What the task requires> Starting at the first line of the records and stopping after the line containing "point(198, 742)", copy every line, requests included, and add -30 to each coordinate in the answer points. Leave the numbers in the requests and their sample points unchanged.

Rows>
## Begin
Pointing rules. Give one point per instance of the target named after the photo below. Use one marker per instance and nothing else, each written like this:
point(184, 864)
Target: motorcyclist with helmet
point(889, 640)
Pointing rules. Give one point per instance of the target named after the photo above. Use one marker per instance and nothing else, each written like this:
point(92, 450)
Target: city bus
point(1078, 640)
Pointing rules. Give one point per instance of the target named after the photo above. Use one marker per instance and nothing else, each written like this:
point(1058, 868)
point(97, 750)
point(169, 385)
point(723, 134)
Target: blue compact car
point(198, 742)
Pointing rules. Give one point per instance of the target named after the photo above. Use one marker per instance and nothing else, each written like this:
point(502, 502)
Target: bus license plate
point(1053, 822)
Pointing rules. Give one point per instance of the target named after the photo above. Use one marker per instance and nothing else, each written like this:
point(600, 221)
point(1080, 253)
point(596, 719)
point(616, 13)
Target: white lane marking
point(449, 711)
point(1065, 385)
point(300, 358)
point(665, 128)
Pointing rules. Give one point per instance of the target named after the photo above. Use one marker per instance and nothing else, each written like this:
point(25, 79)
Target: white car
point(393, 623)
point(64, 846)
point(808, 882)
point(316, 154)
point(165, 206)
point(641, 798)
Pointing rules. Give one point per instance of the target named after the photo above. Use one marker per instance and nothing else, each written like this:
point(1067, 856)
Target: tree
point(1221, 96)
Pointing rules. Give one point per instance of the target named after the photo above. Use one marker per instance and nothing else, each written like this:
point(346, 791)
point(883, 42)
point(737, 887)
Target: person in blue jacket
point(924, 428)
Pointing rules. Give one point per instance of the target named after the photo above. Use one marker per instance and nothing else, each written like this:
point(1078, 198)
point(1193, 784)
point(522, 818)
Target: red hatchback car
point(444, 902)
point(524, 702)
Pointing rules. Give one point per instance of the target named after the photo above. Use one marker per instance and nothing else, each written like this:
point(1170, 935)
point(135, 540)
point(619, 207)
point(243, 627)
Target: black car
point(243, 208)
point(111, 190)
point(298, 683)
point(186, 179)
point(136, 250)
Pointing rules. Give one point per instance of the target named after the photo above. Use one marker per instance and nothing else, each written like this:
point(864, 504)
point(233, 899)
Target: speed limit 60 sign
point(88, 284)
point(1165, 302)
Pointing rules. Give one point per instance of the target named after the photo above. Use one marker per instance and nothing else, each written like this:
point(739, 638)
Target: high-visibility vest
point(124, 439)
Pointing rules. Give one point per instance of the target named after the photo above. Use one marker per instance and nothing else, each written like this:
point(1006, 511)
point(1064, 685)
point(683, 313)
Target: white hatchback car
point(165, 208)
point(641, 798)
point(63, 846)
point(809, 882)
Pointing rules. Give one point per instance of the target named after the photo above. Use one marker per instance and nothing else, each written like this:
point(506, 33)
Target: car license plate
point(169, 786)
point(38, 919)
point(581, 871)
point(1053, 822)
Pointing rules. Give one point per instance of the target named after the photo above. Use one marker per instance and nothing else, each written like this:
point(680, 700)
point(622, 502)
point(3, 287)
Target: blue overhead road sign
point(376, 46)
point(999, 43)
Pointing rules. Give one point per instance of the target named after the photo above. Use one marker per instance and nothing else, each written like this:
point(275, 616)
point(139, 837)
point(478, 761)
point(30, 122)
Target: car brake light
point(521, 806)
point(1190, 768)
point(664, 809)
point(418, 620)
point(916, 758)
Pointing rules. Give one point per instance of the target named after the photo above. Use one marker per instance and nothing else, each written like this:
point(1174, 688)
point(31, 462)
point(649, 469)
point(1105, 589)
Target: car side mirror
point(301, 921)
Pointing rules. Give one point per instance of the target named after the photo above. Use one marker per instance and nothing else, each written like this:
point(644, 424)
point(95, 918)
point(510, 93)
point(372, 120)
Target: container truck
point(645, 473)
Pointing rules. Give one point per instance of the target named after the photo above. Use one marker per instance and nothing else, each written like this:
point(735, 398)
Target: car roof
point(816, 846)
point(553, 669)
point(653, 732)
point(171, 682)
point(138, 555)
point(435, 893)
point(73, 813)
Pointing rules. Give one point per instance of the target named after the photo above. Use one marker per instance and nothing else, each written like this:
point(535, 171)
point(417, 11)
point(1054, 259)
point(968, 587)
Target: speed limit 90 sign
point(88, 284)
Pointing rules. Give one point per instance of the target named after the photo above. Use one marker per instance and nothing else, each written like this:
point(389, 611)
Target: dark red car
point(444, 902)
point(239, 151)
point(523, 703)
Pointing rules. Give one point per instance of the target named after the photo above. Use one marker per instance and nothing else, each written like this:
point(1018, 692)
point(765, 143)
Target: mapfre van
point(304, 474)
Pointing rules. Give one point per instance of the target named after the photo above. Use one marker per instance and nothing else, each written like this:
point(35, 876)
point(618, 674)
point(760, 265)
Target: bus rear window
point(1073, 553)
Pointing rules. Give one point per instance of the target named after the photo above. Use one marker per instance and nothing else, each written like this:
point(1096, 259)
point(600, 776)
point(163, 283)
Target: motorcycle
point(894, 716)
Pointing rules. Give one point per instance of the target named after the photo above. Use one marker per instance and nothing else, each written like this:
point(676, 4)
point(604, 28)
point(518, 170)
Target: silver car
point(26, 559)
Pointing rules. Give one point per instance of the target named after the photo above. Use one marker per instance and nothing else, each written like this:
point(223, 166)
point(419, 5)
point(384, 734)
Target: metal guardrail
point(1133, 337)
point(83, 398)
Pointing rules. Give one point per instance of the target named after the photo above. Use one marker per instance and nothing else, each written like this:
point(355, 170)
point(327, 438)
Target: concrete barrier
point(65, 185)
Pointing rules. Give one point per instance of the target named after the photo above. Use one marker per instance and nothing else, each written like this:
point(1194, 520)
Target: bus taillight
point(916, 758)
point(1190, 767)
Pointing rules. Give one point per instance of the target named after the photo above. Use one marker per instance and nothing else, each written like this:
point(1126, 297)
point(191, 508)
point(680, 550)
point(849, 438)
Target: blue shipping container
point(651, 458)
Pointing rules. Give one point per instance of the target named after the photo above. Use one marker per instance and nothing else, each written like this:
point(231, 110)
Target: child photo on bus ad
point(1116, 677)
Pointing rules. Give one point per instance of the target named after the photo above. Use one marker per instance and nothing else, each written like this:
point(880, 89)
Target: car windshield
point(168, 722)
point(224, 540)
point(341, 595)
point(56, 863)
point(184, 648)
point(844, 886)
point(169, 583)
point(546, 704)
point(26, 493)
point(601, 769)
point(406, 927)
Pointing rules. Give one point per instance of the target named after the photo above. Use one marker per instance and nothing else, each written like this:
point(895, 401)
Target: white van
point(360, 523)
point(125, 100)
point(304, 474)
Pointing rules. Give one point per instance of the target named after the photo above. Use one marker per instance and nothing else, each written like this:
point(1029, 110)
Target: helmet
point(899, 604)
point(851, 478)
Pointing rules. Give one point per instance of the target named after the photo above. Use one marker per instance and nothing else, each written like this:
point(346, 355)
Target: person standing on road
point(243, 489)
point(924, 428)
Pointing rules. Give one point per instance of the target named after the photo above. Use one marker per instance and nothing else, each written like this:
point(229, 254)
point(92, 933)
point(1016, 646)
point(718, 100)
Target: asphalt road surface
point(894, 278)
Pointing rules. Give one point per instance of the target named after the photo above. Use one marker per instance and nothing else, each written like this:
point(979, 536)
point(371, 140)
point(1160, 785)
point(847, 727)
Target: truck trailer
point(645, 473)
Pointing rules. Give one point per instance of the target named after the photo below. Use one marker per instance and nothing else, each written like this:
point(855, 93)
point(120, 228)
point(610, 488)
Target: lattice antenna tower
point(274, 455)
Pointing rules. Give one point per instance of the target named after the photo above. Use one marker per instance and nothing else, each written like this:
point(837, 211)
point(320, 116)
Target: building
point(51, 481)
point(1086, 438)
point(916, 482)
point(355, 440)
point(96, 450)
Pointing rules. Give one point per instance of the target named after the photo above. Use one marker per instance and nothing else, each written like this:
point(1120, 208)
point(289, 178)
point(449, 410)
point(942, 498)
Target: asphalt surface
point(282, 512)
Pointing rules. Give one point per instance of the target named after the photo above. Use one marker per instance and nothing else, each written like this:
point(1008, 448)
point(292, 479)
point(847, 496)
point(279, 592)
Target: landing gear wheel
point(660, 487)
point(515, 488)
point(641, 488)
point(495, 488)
## End
Final result>
Pointing rules. Give one point per instance of the target named after the photo below. Use one marker per instance and nothing else, each written like this:
point(184, 864)
Target: motorcyclist with helmet
point(859, 610)
Pointing rules. Give one point per instance of the target named after the photo above. Use one marker per instance and nothing else, each written like this:
point(92, 450)
Target: city bus
point(1048, 610)
Pointing rules. Give one point per instance of the target named after the photo above. Use one marker per instance and nothing else, each written like this:
point(1058, 868)
point(97, 750)
point(169, 385)
point(723, 134)
Target: blue compact car
point(168, 712)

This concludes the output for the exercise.